Text excerpt →

## begin

I love Úbeda. It’s truly unbelievable. The first time I visited was during a mini-tour of paradores in 2005 with my then girlfriend, Maude. We took in the paradores at Cazorla, Granada, Jaén and Úbeda.

Úbeda is about the size of Ronda, 30-plus thousand population, and like my "home town" up in the hills above Marbella, feels like a village.

Built of the same stone as Jaén and nearby Baeza, it is delightful to gaze at. Everywhere is in walking distance.

The parador itself is a monument, a former palace. It was the first palace to be converted into a parador. It was originally built as the residence of the chaplain of the funeral chapel of El Salvador and is located in a central square where it shares space with some of the city's most outstanding monuments. The building’s Renaissance architecture is notable for its façade and splendid central courtyard, which is one of the most beautiful in Úbeda. The large windows on the façade bathe the interior, its elegant rooms and majestic halls in bright light.

Together with the nearby town of Baeza, Úbeda has been designated a UNESCO World Heritage Site. A well-deserved accolade.


That concludes my overview of my dozen favorite large towns and cities in Andalucía.

There are, of course, many smaller municipios, including the so-called pueblos blancos.

## end

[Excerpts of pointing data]
## begin

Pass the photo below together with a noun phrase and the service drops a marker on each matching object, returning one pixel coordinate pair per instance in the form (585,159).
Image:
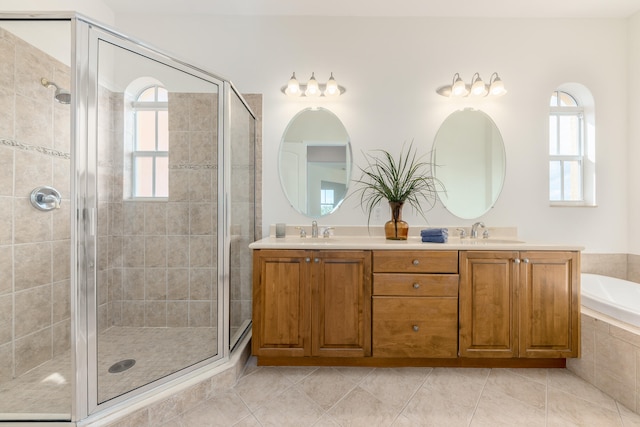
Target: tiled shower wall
(34,245)
(159,258)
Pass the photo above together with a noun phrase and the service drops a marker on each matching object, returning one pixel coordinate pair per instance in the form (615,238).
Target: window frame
(155,106)
(579,111)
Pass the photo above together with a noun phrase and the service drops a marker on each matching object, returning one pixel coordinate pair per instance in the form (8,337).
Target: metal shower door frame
(84,223)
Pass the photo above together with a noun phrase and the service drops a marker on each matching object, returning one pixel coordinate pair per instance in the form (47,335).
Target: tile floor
(309,396)
(158,352)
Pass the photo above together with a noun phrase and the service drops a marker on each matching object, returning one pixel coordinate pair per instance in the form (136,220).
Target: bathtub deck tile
(625,335)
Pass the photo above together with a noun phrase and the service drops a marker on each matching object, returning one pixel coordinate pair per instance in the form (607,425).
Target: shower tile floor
(399,397)
(157,351)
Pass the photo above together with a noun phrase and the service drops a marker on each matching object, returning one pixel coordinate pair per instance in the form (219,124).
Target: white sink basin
(490,241)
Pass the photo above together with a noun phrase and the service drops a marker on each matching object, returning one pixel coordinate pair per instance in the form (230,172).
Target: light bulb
(497,87)
(293,87)
(478,87)
(332,88)
(458,88)
(313,89)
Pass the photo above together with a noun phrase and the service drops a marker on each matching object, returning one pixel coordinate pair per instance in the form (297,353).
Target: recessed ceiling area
(395,8)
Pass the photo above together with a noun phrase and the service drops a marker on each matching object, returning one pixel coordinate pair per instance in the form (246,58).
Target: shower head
(62,96)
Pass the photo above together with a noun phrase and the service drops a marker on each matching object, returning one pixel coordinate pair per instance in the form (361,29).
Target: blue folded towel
(435,239)
(438,232)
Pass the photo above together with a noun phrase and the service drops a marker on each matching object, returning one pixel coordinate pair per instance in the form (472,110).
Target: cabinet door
(549,304)
(415,326)
(488,295)
(281,303)
(341,303)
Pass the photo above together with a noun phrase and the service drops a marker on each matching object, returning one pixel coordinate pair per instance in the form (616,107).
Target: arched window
(571,149)
(150,155)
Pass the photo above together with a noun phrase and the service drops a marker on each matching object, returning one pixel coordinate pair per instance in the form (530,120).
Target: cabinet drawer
(418,285)
(415,261)
(415,327)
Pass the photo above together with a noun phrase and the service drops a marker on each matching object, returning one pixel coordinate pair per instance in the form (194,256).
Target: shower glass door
(157,281)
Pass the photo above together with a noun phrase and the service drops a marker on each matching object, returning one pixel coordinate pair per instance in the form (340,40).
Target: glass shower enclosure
(122,266)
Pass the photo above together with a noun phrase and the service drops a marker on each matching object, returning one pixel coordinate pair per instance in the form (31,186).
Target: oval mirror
(314,162)
(469,153)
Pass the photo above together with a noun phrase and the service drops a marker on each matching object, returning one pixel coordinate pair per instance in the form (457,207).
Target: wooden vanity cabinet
(415,304)
(519,304)
(311,303)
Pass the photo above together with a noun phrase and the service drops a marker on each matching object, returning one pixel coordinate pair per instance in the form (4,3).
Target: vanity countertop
(412,243)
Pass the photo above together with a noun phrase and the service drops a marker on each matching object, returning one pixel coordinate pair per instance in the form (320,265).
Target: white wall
(391,68)
(634,134)
(94,8)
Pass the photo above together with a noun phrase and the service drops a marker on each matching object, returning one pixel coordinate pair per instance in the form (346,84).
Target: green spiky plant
(408,179)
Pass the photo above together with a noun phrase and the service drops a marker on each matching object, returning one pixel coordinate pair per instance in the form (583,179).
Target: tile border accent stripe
(42,150)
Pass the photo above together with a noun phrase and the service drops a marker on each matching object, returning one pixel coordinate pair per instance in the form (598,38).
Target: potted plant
(408,179)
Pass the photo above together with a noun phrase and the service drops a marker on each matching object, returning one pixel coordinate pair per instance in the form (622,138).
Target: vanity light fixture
(477,87)
(312,88)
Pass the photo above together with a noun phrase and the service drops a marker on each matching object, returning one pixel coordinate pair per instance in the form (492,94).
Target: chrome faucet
(474,229)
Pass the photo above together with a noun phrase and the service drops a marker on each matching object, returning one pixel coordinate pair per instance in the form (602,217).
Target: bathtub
(613,297)
(610,338)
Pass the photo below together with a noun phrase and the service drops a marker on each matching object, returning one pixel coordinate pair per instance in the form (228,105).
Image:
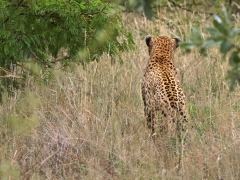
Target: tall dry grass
(89,123)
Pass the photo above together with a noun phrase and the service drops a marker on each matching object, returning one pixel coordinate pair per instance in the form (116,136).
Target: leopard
(160,86)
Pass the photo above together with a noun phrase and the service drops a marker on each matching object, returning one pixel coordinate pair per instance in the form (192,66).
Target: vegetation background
(87,122)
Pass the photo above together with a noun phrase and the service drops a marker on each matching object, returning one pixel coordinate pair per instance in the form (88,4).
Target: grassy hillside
(89,123)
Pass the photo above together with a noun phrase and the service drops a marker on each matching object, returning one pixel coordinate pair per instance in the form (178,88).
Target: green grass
(89,124)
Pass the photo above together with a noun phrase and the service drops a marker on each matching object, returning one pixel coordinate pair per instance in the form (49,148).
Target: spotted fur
(161,91)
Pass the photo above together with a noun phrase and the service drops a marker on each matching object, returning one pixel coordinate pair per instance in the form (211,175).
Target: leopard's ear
(177,39)
(148,39)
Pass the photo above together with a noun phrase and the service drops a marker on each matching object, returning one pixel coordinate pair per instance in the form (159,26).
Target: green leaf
(225,47)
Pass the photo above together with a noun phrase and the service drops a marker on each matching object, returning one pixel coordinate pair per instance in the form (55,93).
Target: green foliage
(33,33)
(38,29)
(222,34)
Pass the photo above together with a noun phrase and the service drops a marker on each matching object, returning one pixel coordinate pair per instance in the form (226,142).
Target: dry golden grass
(89,124)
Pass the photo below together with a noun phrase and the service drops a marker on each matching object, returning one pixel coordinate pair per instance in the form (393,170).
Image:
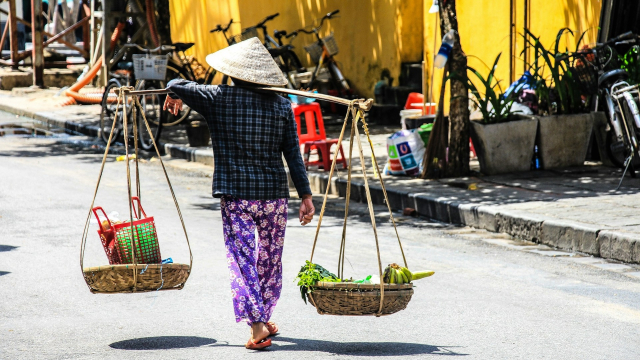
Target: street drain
(24,130)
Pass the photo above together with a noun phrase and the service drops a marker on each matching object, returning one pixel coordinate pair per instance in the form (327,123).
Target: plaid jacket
(250,131)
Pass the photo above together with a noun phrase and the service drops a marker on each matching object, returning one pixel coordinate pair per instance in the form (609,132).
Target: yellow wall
(371,34)
(484,31)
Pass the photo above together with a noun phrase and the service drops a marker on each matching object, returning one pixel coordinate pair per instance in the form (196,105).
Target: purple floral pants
(255,267)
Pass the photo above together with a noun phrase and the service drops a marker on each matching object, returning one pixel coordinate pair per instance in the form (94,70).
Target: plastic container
(425,131)
(408,114)
(445,49)
(150,67)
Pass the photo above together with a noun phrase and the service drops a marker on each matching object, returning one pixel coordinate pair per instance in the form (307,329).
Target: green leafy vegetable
(310,274)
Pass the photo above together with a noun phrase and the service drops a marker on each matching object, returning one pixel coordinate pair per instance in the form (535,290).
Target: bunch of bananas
(396,274)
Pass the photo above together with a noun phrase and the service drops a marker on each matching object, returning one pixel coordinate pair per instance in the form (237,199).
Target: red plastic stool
(324,152)
(312,119)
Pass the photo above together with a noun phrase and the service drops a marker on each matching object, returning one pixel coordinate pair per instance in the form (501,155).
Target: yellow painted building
(484,27)
(377,34)
(371,34)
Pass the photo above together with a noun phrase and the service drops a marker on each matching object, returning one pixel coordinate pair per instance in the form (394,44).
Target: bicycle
(283,54)
(125,75)
(599,74)
(322,53)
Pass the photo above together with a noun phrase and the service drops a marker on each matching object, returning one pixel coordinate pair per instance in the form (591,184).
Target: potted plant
(565,123)
(503,140)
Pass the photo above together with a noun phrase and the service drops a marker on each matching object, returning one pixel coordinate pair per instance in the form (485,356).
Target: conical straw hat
(249,61)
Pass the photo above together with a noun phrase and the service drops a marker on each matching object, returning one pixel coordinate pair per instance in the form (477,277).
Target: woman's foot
(272,327)
(259,334)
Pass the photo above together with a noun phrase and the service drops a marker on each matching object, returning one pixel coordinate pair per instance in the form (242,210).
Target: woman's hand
(306,210)
(173,105)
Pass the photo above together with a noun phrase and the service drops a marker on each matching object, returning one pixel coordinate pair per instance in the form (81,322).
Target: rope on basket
(357,114)
(122,99)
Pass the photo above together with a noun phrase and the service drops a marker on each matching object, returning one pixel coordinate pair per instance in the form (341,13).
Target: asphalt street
(484,301)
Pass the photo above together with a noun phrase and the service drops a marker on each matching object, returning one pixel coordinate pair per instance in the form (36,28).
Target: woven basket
(112,279)
(359,299)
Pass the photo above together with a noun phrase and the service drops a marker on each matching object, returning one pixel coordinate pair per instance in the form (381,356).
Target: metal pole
(106,41)
(13,36)
(92,34)
(37,57)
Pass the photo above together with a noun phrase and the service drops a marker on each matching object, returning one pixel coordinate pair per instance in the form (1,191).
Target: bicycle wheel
(108,113)
(151,107)
(175,72)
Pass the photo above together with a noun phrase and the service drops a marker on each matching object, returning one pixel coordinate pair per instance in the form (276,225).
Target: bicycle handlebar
(220,28)
(268,18)
(147,50)
(624,36)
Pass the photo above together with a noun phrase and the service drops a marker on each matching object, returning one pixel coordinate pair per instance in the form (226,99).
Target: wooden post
(86,29)
(458,150)
(13,35)
(106,40)
(37,57)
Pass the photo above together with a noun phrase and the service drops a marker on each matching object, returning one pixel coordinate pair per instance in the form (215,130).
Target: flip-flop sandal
(272,327)
(251,345)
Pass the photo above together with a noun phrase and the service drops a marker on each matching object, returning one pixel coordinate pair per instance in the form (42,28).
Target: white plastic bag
(405,151)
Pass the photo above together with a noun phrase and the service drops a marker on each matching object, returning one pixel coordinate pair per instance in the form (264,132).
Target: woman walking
(250,132)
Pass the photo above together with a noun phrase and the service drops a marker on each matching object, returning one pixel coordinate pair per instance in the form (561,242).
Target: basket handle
(95,212)
(133,203)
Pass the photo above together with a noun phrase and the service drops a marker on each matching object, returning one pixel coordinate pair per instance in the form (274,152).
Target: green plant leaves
(310,274)
(563,82)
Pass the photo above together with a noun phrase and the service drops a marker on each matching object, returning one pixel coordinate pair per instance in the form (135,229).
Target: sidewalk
(573,209)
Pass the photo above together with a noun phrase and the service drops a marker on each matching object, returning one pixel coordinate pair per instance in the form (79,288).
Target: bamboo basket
(344,298)
(136,244)
(112,279)
(359,299)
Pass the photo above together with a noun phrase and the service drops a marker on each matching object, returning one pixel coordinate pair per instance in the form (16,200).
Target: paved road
(484,302)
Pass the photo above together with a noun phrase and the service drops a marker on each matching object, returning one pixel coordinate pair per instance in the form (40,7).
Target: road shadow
(361,348)
(162,343)
(5,248)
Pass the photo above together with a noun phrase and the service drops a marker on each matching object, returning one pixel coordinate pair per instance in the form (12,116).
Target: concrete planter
(505,147)
(564,139)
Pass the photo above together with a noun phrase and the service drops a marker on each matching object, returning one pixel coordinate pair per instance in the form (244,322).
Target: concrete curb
(561,234)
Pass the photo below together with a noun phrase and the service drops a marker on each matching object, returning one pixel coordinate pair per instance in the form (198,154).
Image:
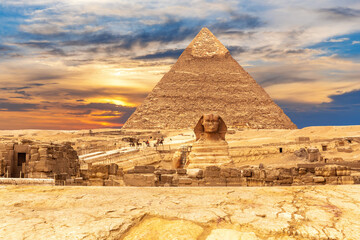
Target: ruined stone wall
(305,174)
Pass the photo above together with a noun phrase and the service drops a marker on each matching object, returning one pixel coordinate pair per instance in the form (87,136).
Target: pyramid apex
(205,44)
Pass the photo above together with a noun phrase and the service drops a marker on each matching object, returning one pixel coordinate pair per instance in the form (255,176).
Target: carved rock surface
(206,78)
(306,212)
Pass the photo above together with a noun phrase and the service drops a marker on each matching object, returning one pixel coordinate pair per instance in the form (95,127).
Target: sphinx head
(210,126)
(211,123)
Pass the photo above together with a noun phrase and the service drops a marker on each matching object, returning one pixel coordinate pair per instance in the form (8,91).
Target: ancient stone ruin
(206,78)
(38,160)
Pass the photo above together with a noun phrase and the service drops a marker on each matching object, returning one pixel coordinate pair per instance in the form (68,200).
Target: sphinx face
(211,123)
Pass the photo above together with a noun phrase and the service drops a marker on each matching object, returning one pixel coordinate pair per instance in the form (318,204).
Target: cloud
(173,53)
(17,107)
(338,40)
(100,106)
(341,13)
(344,109)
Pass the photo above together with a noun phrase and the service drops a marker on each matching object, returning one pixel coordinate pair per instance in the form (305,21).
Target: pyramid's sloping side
(201,82)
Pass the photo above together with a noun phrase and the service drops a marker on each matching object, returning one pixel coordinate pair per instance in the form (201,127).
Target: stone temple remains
(210,148)
(38,160)
(206,78)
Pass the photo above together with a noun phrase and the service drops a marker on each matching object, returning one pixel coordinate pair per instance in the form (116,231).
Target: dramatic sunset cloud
(79,64)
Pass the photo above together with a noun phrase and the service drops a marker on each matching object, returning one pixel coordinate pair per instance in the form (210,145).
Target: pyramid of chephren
(206,79)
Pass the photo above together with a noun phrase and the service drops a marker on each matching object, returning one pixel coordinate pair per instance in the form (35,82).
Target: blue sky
(85,64)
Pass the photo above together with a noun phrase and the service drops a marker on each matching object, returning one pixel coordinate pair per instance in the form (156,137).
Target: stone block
(34,157)
(99,171)
(144,169)
(284,181)
(346,180)
(236,181)
(345,149)
(285,173)
(356,179)
(96,182)
(165,171)
(78,180)
(331,180)
(181,171)
(217,181)
(342,171)
(272,174)
(234,172)
(33,151)
(139,179)
(43,151)
(326,171)
(302,139)
(113,168)
(165,178)
(225,172)
(319,179)
(294,171)
(212,171)
(253,182)
(258,173)
(195,173)
(185,181)
(313,154)
(246,172)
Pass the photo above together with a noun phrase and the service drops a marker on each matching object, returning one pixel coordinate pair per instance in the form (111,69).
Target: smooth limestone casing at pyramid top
(207,79)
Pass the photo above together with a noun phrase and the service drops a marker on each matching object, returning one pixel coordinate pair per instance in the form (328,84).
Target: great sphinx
(210,148)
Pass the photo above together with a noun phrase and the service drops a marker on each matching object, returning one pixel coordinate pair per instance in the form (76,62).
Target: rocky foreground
(307,212)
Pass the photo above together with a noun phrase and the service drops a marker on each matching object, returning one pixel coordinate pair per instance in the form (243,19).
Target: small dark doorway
(21,159)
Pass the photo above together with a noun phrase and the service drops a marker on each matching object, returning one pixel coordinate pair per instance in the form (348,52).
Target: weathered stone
(346,180)
(195,173)
(206,76)
(313,154)
(144,169)
(272,174)
(113,169)
(210,148)
(230,234)
(253,182)
(212,171)
(236,181)
(319,179)
(342,171)
(331,180)
(301,153)
(181,171)
(185,181)
(209,181)
(326,171)
(345,150)
(246,172)
(139,179)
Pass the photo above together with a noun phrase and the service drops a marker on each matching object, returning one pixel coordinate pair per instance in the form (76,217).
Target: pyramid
(206,79)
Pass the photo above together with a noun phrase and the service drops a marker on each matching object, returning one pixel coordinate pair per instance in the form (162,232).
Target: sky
(82,64)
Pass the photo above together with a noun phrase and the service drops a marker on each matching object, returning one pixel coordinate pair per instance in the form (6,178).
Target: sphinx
(210,148)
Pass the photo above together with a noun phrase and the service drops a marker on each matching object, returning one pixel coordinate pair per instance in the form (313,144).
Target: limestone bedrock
(306,212)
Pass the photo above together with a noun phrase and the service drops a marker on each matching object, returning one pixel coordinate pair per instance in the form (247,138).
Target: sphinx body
(210,148)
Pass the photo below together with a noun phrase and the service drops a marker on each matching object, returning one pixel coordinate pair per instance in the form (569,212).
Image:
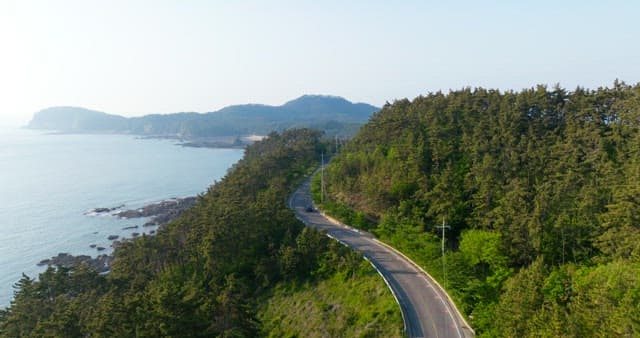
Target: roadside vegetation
(540,189)
(211,272)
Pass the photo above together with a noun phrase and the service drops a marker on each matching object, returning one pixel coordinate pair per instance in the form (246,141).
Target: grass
(346,304)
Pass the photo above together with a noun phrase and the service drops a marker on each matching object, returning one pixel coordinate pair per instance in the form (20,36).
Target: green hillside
(331,114)
(210,272)
(540,188)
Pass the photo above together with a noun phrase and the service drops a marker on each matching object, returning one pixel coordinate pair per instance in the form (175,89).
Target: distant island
(230,125)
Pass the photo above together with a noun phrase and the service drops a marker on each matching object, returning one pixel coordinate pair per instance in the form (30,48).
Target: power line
(444,262)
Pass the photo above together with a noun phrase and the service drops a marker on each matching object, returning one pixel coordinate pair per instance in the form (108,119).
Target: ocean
(49,183)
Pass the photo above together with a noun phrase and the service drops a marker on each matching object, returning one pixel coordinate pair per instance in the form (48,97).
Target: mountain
(540,192)
(334,115)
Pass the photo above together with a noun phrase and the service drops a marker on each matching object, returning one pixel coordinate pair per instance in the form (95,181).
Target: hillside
(224,268)
(540,191)
(334,115)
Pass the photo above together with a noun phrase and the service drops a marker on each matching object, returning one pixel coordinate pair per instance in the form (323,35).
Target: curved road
(426,309)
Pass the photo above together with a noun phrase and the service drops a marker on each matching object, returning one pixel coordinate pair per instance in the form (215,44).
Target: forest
(539,189)
(220,270)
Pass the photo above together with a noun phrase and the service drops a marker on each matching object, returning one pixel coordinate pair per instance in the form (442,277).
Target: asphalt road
(426,309)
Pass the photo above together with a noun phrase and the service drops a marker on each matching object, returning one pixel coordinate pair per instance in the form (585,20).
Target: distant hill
(334,115)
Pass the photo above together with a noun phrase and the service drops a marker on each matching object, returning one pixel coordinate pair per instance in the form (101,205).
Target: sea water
(49,183)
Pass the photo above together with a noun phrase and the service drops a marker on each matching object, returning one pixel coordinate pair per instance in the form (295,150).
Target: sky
(139,57)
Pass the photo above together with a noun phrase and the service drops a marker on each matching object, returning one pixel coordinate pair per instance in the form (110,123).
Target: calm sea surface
(48,183)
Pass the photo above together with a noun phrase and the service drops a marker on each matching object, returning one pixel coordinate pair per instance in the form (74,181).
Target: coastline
(160,214)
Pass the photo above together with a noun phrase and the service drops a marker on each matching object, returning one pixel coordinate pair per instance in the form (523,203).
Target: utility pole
(322,177)
(444,262)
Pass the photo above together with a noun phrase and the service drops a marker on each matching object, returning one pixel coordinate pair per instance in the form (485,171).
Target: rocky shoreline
(161,213)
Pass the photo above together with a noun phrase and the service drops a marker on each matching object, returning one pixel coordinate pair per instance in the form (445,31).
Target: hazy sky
(139,57)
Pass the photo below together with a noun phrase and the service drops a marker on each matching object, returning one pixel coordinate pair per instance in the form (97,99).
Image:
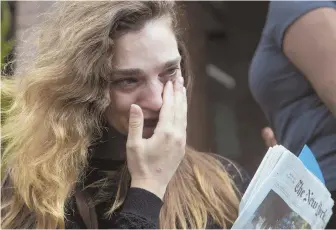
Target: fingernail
(134,109)
(180,80)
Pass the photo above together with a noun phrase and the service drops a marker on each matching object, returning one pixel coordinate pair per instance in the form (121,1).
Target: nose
(151,96)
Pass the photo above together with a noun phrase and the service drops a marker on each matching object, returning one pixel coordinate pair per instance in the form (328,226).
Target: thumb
(135,124)
(269,137)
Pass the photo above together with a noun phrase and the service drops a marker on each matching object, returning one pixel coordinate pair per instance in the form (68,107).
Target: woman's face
(144,61)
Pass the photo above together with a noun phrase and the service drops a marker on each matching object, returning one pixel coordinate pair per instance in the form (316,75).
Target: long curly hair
(57,113)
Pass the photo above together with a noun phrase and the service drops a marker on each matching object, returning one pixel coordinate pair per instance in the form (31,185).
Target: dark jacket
(140,210)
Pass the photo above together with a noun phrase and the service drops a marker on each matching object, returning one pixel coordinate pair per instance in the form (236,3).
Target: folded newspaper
(284,194)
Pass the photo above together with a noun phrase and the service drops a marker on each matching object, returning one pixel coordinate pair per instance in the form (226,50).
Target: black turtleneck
(141,208)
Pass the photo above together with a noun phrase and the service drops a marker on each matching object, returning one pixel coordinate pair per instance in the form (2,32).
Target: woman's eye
(125,83)
(171,72)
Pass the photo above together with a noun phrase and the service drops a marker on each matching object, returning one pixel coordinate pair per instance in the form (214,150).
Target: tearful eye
(125,83)
(171,72)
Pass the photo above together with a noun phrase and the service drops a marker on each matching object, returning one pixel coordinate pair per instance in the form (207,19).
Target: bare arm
(310,44)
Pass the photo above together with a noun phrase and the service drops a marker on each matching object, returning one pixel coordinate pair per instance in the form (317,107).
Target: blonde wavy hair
(58,112)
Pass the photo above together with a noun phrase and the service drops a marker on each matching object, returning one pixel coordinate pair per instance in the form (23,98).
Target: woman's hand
(152,162)
(269,137)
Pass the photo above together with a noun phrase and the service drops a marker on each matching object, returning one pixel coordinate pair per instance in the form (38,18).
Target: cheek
(118,112)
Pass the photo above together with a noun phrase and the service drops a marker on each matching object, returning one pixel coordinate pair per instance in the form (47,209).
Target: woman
(107,87)
(292,76)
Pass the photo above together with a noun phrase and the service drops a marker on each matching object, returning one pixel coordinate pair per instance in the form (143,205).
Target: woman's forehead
(154,44)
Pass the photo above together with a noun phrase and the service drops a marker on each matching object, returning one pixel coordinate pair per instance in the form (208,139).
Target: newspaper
(283,194)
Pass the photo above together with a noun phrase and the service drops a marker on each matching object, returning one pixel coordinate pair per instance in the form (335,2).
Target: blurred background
(222,37)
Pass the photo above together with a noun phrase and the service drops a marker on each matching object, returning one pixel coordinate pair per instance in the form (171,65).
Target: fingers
(180,105)
(166,117)
(269,137)
(135,124)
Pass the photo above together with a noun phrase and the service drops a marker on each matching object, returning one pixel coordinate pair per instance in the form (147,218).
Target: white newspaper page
(268,163)
(290,198)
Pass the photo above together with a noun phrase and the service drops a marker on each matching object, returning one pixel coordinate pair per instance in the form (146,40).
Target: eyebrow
(135,72)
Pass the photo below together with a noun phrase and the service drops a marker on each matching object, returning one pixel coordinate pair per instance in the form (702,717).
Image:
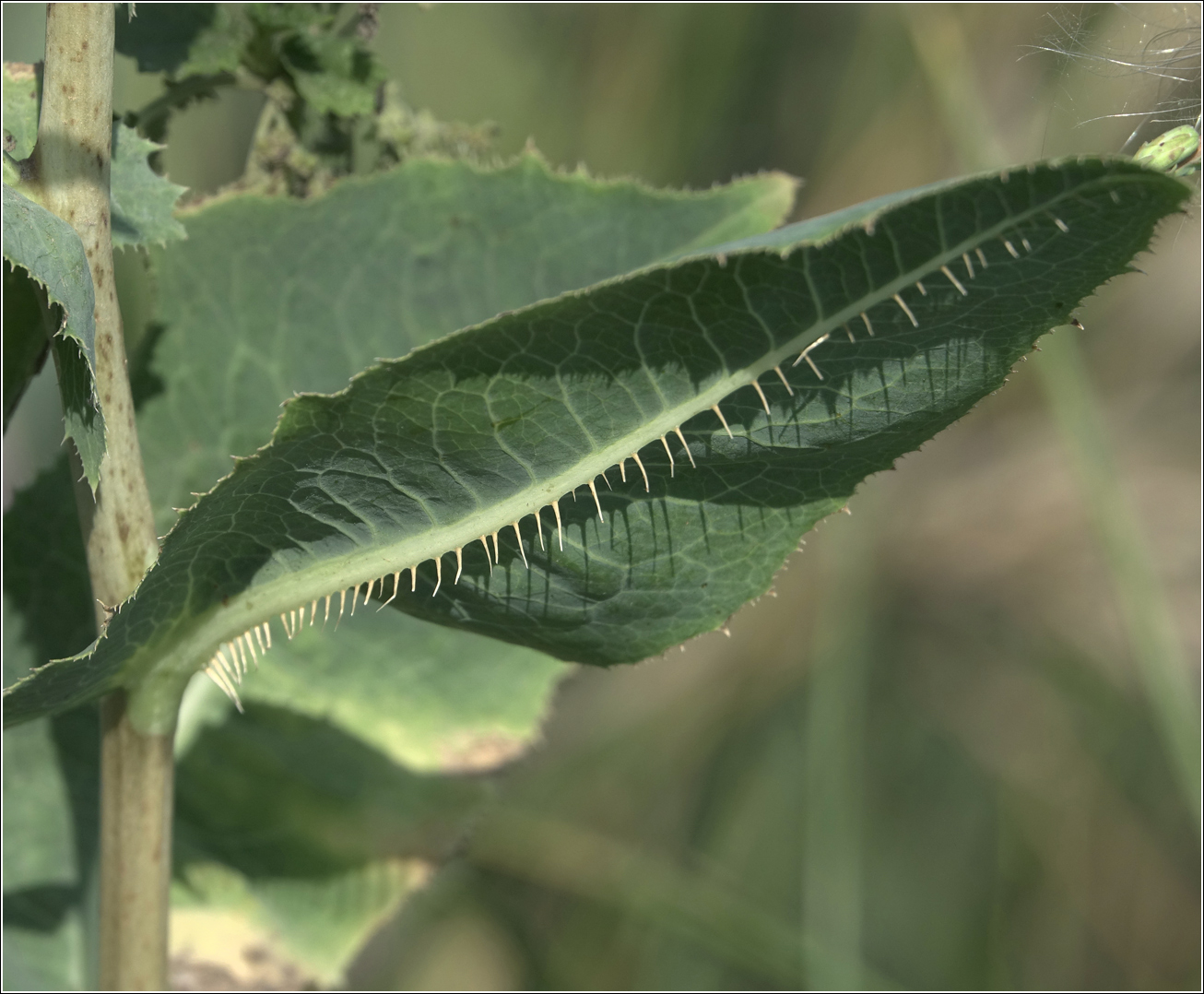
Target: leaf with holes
(51,252)
(608,472)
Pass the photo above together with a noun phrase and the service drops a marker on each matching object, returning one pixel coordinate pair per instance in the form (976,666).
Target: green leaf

## end

Task requirements →
1: According to the Úbeda excerpt, what was the parador originally built to be?
2: Please report each line in the rows that contains the word "light".
These rows are unrelated to the Úbeda excerpt.

Responses to the tasks →
1: It was built as the residence of the chaplain of the funeral chapel of El Salvador.

2:
Target: light bulb
Target: vanity light fixture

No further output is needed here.